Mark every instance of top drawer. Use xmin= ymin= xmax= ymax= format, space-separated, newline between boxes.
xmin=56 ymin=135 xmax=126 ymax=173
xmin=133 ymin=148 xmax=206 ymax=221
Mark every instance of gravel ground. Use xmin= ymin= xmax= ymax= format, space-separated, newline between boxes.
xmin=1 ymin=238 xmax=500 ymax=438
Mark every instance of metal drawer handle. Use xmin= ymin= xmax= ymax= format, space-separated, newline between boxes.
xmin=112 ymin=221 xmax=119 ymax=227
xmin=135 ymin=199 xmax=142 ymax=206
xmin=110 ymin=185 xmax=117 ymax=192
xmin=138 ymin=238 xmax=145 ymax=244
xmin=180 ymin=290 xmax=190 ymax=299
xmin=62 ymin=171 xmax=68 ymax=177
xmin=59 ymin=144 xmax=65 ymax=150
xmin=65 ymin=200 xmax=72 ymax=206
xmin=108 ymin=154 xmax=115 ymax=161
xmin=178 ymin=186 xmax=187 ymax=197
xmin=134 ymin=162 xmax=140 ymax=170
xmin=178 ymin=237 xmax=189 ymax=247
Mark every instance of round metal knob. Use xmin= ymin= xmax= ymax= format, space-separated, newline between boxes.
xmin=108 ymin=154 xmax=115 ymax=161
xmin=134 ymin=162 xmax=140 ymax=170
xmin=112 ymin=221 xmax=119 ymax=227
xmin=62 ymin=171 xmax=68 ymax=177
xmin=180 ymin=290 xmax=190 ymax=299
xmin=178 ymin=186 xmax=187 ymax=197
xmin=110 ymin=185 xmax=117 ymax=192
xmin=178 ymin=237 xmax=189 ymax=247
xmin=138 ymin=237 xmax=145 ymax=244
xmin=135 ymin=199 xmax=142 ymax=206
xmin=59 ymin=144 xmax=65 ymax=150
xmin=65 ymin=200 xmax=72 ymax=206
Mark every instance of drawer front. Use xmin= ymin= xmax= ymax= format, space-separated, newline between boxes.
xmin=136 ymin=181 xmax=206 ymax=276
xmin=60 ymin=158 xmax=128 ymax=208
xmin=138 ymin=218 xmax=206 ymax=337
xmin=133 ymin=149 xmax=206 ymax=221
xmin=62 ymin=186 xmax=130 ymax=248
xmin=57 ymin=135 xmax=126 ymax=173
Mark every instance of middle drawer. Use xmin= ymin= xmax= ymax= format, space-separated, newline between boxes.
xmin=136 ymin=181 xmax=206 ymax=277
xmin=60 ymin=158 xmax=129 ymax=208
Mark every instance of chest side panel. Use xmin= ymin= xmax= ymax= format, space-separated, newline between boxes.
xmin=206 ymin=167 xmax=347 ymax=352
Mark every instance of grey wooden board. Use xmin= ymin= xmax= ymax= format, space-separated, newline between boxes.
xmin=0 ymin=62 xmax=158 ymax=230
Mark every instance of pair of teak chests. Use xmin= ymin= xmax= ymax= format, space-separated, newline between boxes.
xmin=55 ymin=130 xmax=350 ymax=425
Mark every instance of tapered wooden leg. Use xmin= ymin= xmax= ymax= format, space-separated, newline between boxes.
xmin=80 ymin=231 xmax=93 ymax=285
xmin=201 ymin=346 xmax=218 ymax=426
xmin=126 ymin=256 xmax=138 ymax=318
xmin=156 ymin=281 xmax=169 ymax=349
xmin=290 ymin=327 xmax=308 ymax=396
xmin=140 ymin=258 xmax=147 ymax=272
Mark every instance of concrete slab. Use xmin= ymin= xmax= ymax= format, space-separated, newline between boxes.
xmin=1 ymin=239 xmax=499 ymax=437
━━━━━━━━
■ Problem details: Repeat the data in full. Nothing may be dropped or altered.

■ Solved exercise:
Mark every instance of top drawer. Use xmin= ymin= xmax= ymax= format, space-separated, newline between boxes.
xmin=56 ymin=135 xmax=126 ymax=173
xmin=133 ymin=148 xmax=206 ymax=221
Mark every instance of gravel ground. Use xmin= ymin= xmax= ymax= format, space-separated, newline between boxes.
xmin=1 ymin=238 xmax=500 ymax=438
Mark every instance of metal drawer handle. Use xmin= ymin= xmax= ymax= format, space-separated, newline between boxes.
xmin=112 ymin=221 xmax=119 ymax=227
xmin=135 ymin=199 xmax=142 ymax=206
xmin=110 ymin=185 xmax=117 ymax=192
xmin=138 ymin=238 xmax=145 ymax=244
xmin=180 ymin=290 xmax=190 ymax=299
xmin=62 ymin=171 xmax=68 ymax=177
xmin=59 ymin=144 xmax=65 ymax=150
xmin=65 ymin=200 xmax=72 ymax=206
xmin=108 ymin=154 xmax=115 ymax=161
xmin=178 ymin=186 xmax=187 ymax=197
xmin=134 ymin=162 xmax=140 ymax=170
xmin=178 ymin=237 xmax=189 ymax=247
Mark every instance of round metal knob. Use xmin= ymin= xmax= ymax= format, space-separated, newline between boxes.
xmin=108 ymin=154 xmax=115 ymax=161
xmin=134 ymin=162 xmax=140 ymax=170
xmin=112 ymin=221 xmax=119 ymax=227
xmin=62 ymin=171 xmax=68 ymax=177
xmin=180 ymin=290 xmax=190 ymax=299
xmin=178 ymin=186 xmax=187 ymax=197
xmin=110 ymin=185 xmax=117 ymax=192
xmin=178 ymin=237 xmax=189 ymax=247
xmin=138 ymin=237 xmax=145 ymax=244
xmin=135 ymin=199 xmax=142 ymax=206
xmin=59 ymin=144 xmax=65 ymax=150
xmin=65 ymin=200 xmax=72 ymax=206
Mark every instance of drawer front. Use xmin= ymin= xmax= ymax= format, space-separated, newline between boxes.
xmin=136 ymin=181 xmax=206 ymax=276
xmin=60 ymin=158 xmax=128 ymax=208
xmin=138 ymin=218 xmax=206 ymax=337
xmin=133 ymin=149 xmax=206 ymax=221
xmin=62 ymin=186 xmax=130 ymax=248
xmin=57 ymin=135 xmax=126 ymax=173
Mark every instance of middle drawer. Use xmin= ymin= xmax= ymax= format, space-separated, newline between boxes.
xmin=136 ymin=181 xmax=206 ymax=277
xmin=60 ymin=158 xmax=129 ymax=208
Mark every instance of chest side panel. Use xmin= ymin= xmax= ymax= format, space-separated, newline between boxes.
xmin=206 ymin=167 xmax=347 ymax=352
Mark every instance of grey wooden board. Use xmin= ymin= xmax= ymax= format, space-separated, newline between boxes.
xmin=0 ymin=62 xmax=158 ymax=230
Mark every instance of pair of teak chests. Use xmin= ymin= xmax= ymax= format, space-separated, newline between boxes.
xmin=55 ymin=130 xmax=350 ymax=425
Mark every instance of tapered wooden leg. Use xmin= ymin= xmax= ymax= format, space-separated, newline between boxes.
xmin=80 ymin=231 xmax=93 ymax=285
xmin=201 ymin=346 xmax=218 ymax=426
xmin=126 ymin=256 xmax=138 ymax=318
xmin=156 ymin=281 xmax=169 ymax=349
xmin=290 ymin=327 xmax=308 ymax=396
xmin=140 ymin=258 xmax=147 ymax=272
Mark every instance of concrete slab. Use xmin= ymin= xmax= ymax= format, space-separated, newline between boxes.
xmin=1 ymin=239 xmax=499 ymax=437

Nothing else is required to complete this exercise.